INSTRUCTION — Can you update the records below so that "Note to the class" becomes "Note to the students" wherever it appears, with nothing else changed?

DATA SHOWN —
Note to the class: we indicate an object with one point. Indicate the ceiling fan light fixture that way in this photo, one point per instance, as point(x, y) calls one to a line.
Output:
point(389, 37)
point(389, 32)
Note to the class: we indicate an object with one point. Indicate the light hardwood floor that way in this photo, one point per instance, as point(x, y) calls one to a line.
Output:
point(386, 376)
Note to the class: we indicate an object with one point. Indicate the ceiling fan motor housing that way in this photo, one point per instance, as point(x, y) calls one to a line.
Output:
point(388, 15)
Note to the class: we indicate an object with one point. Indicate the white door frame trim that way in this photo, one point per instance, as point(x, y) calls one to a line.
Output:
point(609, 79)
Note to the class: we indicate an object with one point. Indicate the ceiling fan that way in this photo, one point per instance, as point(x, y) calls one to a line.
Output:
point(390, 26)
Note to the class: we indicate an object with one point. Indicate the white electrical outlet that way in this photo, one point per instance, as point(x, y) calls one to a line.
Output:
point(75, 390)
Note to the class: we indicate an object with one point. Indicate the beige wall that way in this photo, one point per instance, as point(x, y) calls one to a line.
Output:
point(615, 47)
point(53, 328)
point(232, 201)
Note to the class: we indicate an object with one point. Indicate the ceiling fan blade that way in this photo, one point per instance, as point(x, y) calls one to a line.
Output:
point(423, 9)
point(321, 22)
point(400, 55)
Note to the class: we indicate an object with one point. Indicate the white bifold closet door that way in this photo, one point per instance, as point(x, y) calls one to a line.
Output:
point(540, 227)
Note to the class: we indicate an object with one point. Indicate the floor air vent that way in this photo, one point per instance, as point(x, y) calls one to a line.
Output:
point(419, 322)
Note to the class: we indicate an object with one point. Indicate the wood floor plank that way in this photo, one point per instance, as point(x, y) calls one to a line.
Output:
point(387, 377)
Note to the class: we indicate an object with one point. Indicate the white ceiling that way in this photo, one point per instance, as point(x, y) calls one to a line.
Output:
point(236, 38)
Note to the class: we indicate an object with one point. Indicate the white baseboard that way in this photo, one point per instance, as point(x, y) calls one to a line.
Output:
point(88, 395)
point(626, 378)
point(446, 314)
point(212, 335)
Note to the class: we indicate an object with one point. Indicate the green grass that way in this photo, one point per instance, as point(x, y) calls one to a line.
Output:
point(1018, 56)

OUTPUT FOR THIS EXERCISE —
Note to the students: we indicate an object with one point. Indicate the ceiling fan light fixture that way in this photo, one point per instance, as point(x, y) calls one to a line.
Output:
point(389, 37)
point(389, 32)
Note to the students: we indicate an object with one point. Indicate the light hardwood floor that way in this photo, one point per instance, as point(x, y) calls one to a line.
Output:
point(386, 376)
Note to the students: we indicate an object with one point. Indicate the ceiling fan motor housing that way in this photo, one point per instance, as point(x, y) calls one to a line.
Output:
point(388, 15)
Note to the students: we indicate an object with one point. Indicate the white door frame trim that way in this photo, one point per instance, as point(x, y) calls one to a line.
Output:
point(609, 79)
Note to the students: we indicate an object with one point. Indicate the ceiling fan that way in this photo, one point per instance, as point(x, y) calls one to a line.
Output:
point(390, 26)
Note to the students: we indicate an object with one point. Indicate the white electrical outlet that way in this photo, one point per instance, as point(x, y) calls one to a line.
Output:
point(75, 390)
Note to the students: we indicate an object with one point. Indicate the beige wall that way in this photo, one point per instance, as point(x, y) calls one to a line.
Output:
point(615, 47)
point(53, 328)
point(232, 201)
Note to the students: we indicate an object with one point. Indicate the ceiling fan blade that way in this photo, one point per instance, as point(x, y) calls one to a line.
Output:
point(423, 9)
point(321, 22)
point(400, 55)
Note to the students: we indicate an object with one point. Indicate the white bifold closet door that way in this photo, one point per instance, as point(x, y) calls one to a line.
Output:
point(540, 227)
Note to the students: we indicate an object with one point. Indicate the floor air vent that way in this photo, one point per instance, as point(x, y) calls one to a line.
Output:
point(419, 322)
Note to the students: we indicate an object with one point. Indicate the wood floor plank that way in this photo, one point per instance, as point(x, y) calls one to a line.
Output:
point(387, 377)
Note to the students: we indicate an object with one point. Indicate the white ceiling that way in this photo, one point per instance, as point(x, y) calls one to a line.
Output:
point(236, 38)
Note to the students: we indicate an object with one point. Indicate the white baseboard that way in this photo, one point per instance, as point(x, y) calls one to a line.
Output:
point(88, 395)
point(626, 378)
point(446, 314)
point(212, 335)
Note to the students: we indicate an object with one point. Indicate the green grass that way in this photo, one point per instance, as point(x, y) calls one to a line.
Output:
point(1018, 56)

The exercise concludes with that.